Selected text
BDO Investor Relations Group Senior Vice-President Dante Tinga, Jr. said in a statement on Wednesday that he is optimistic about the economic outlook despite global headwinds.

“The young, fast-growing population underpins its economic resilience. With half of its citizens aged 25 or younger and an annual population growth rate of 1.6%, domestic consumption has remained strong,” he said.

Household spending has surpassed pre-pandemic levels due to the recovery of overseas labor employment, leading to a stable flow of remittances.

“These inflows continue to strengthen the purchasing power of families, driving consumption-led growth,” BDO said.

Household consumption rose 5.1% in the third quarter, improving from 4.7% in the second quarter. Consumption accounts for over 70% of the economy.

BDO also sees economic growth bolstered by the easing cycle of central banks, including the Bangko Sentral ng Pilipinas (BSP).

With inflation settling within the central bank’s 2-4% target range, BDO sees the Monetary Board continuing to cut borrowing costs cautiously.

Headline inflation picked up to 2.9% in December from 2.5% in November due to higher utility and transport costs, still below the year-earlier 3.9% and within the central bank’s 2.3%-3.1% forecast.

Data to examine
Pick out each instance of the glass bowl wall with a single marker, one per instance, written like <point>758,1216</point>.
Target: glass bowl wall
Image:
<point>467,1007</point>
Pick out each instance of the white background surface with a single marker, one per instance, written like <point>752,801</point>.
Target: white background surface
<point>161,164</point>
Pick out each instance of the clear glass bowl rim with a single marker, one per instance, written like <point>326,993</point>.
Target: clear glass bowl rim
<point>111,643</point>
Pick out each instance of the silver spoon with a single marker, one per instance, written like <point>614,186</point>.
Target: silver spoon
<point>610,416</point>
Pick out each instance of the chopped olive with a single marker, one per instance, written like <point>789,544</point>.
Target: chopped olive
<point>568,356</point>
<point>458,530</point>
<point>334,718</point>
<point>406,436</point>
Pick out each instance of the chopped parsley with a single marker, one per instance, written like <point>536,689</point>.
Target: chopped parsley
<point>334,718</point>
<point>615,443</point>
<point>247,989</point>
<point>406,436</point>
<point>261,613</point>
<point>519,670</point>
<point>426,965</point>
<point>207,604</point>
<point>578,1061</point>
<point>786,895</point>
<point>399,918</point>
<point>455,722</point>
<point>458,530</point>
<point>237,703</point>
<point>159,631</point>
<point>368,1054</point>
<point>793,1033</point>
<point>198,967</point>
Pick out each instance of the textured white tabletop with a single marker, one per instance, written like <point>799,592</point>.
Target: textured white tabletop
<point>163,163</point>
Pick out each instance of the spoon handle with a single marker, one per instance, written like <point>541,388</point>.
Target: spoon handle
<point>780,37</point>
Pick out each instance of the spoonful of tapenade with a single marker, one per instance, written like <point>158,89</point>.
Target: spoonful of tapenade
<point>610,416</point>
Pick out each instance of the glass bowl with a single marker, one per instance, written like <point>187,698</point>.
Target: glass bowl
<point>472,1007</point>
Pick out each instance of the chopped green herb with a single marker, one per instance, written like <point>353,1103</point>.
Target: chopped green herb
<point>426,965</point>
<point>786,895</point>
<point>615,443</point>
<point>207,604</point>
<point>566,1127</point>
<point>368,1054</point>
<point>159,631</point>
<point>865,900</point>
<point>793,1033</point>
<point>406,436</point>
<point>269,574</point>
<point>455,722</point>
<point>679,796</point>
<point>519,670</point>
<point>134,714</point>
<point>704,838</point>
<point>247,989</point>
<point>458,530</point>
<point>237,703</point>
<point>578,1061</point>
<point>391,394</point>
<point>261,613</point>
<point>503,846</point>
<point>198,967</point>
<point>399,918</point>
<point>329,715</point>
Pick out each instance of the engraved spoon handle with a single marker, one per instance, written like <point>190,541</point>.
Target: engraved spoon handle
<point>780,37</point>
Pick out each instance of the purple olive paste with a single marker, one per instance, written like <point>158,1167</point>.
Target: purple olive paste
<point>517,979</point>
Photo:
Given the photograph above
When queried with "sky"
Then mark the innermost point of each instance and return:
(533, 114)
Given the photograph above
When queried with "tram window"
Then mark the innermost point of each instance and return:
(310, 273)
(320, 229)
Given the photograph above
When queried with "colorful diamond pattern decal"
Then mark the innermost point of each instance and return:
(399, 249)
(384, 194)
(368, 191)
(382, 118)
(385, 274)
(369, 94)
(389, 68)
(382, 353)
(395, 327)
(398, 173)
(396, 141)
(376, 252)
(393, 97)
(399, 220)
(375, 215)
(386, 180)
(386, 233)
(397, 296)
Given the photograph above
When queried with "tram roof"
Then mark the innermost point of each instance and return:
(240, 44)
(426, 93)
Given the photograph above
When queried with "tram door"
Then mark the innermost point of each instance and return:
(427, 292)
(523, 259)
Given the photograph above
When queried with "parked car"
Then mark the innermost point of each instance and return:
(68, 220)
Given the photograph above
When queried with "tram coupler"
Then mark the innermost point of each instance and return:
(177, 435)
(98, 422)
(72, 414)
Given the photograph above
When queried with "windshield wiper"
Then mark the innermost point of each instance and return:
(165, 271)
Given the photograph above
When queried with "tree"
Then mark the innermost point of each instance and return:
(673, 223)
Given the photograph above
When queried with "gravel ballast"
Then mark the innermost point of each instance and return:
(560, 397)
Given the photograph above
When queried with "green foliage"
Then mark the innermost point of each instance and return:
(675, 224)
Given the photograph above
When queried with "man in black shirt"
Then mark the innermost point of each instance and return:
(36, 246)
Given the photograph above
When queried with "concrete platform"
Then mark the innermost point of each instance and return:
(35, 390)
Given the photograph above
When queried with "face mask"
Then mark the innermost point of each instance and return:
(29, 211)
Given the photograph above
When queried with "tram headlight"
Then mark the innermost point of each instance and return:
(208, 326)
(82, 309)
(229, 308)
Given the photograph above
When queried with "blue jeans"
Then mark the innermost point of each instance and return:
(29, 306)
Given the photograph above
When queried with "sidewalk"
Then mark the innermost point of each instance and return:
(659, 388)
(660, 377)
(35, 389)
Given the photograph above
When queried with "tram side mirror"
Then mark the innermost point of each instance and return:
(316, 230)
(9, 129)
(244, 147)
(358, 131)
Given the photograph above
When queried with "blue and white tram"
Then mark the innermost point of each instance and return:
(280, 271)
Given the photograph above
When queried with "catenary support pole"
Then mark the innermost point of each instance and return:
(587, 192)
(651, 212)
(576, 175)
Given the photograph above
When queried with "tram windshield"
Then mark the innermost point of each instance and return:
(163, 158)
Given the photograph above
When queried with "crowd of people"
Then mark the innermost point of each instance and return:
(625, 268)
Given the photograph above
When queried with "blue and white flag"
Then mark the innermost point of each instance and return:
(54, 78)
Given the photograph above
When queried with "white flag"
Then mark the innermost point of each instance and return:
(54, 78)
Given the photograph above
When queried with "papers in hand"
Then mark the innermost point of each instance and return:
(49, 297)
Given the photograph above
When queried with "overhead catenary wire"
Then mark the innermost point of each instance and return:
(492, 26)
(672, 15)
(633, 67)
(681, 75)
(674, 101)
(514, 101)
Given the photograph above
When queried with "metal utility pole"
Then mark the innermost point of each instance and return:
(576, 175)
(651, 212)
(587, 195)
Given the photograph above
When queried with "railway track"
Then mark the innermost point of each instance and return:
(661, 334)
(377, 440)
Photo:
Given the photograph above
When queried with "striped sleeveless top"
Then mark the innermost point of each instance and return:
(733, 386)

Tasks to complete
1. In the BDO economic outlook text, what reason is given for household spending rising above pre-pandemic levels? Answer in one to three sentences.
2. Write the next part of the BDO economic outlook text, starting after its last sentence on December headline inflation.
The rows have nothing to do with the BDO economic outlook text.

Results for the exercise
1. Household spending has surpassed pre-pandemic levels because overseas labor employment has recovered. That recovery has produced a stable flow of remittances.

2.
As a result, full-year 2024 inflation averaged 3.2%, slowing from 6% in 2023 and marking the first time since 2021 that the consumer price index settled within the BSP’s 2-4% annual target. This also matched the central bank’s baseline forecast for the year.

“Stabilized rice prices, supported by government measures such as reduced import tariffs, have contributed to price stability. As a result, the BSP is expected to lower interest rates cautiously, creating a favorable environment for business investments and improved consumer confidence,” he said.

The Monetary Board has slashed benchmark borrowing costs by a total of 75 basis points (bps) since it began its easing cycle in August, bringing its policy rate to 5.75%.

Last month, BSP Governor Eli M. Remolona, Jr. said that while the BSP remains in an easing cycle, 100 bps worth of cuts this year may be “too much” amid inflation concerns. He added that the authorities will continue to bring down benchmark interest rates in “baby steps.”

Mr. Remolona added that the central bank is “neither more dovish nor less dovish” and is open to delivering another cut in its first policy meeting for this year, which is scheduled on Feb. 20.

The Federal Reserve’s own easing cycle is also expected to boost Philippine private-sector investment and business sentiment.

“Private capital expenditures remain subdued due to previously high interest rates, but with inflation now under control and rates set to decline, the outlook for private sector investment is improving,” the bank said.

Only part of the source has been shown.